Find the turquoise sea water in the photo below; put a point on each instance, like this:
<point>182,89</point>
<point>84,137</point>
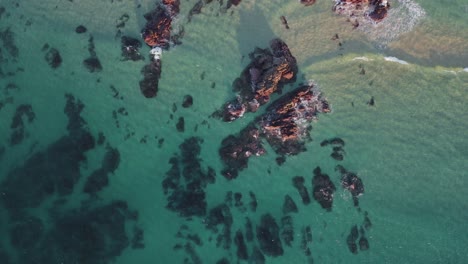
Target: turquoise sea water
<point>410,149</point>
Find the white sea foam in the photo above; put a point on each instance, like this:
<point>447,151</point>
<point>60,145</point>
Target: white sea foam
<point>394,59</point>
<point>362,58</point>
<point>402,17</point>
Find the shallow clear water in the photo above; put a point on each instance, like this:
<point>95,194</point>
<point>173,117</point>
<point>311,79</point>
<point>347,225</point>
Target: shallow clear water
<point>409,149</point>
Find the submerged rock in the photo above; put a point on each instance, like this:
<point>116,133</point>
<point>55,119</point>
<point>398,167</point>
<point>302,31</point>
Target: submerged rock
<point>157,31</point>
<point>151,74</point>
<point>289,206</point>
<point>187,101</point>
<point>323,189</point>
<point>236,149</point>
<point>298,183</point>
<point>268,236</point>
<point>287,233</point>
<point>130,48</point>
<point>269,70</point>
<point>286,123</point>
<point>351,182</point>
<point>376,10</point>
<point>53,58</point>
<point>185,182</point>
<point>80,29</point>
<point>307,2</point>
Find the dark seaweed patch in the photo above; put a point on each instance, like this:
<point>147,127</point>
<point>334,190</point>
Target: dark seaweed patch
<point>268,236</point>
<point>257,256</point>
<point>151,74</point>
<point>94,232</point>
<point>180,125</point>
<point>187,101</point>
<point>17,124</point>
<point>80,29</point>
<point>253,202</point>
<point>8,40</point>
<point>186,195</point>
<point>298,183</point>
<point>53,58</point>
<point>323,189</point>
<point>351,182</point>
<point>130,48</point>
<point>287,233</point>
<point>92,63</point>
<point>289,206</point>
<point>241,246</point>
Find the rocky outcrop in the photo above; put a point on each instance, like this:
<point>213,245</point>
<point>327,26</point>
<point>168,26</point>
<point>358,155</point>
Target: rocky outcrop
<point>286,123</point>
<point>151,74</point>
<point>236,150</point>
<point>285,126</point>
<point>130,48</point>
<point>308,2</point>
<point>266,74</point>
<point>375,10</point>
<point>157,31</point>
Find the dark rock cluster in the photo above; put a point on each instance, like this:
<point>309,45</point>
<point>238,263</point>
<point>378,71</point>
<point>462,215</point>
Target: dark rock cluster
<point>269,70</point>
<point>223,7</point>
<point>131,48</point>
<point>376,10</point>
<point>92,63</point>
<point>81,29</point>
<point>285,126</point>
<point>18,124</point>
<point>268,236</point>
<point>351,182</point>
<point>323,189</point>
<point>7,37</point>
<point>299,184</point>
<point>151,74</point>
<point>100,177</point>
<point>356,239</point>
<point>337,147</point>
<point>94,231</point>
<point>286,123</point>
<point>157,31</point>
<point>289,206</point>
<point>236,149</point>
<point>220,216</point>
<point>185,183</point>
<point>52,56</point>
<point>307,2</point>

---

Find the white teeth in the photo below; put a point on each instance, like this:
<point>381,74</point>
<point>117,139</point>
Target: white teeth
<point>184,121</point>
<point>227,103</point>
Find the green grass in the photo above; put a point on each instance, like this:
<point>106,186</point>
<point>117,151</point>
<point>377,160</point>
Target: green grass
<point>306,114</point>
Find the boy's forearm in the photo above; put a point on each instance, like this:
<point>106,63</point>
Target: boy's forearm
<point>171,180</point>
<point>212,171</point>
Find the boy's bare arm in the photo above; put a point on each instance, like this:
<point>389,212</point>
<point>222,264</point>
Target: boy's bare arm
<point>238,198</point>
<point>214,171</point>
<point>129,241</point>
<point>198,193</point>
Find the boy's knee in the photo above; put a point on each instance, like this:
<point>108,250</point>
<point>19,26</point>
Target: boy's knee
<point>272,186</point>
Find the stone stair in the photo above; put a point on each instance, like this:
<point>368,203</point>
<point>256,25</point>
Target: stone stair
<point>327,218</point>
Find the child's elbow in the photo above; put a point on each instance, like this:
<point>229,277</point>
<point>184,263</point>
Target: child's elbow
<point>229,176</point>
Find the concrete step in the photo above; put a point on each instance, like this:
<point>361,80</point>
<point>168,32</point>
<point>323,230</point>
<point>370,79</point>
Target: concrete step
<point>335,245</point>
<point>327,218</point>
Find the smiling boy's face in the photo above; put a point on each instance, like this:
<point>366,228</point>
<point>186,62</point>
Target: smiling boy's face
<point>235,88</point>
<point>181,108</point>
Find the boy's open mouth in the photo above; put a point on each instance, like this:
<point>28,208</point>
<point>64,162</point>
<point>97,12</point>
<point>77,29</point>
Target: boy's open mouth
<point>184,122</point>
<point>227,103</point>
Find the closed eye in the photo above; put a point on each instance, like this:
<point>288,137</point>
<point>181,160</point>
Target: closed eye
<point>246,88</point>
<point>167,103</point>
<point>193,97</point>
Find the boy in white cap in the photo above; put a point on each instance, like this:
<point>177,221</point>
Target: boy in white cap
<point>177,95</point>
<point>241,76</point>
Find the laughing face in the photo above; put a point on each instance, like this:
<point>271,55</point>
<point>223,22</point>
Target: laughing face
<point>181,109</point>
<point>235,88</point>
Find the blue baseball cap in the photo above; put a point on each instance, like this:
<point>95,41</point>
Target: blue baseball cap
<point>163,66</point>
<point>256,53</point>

• Exercise details: Search the data above for lines holding "below" and copy each of them.

• The completed task:
Find the turquoise sea water in the photo below; put a point on each instance, like this:
Find the white teeth in the photo below; put a point on each instance, like this:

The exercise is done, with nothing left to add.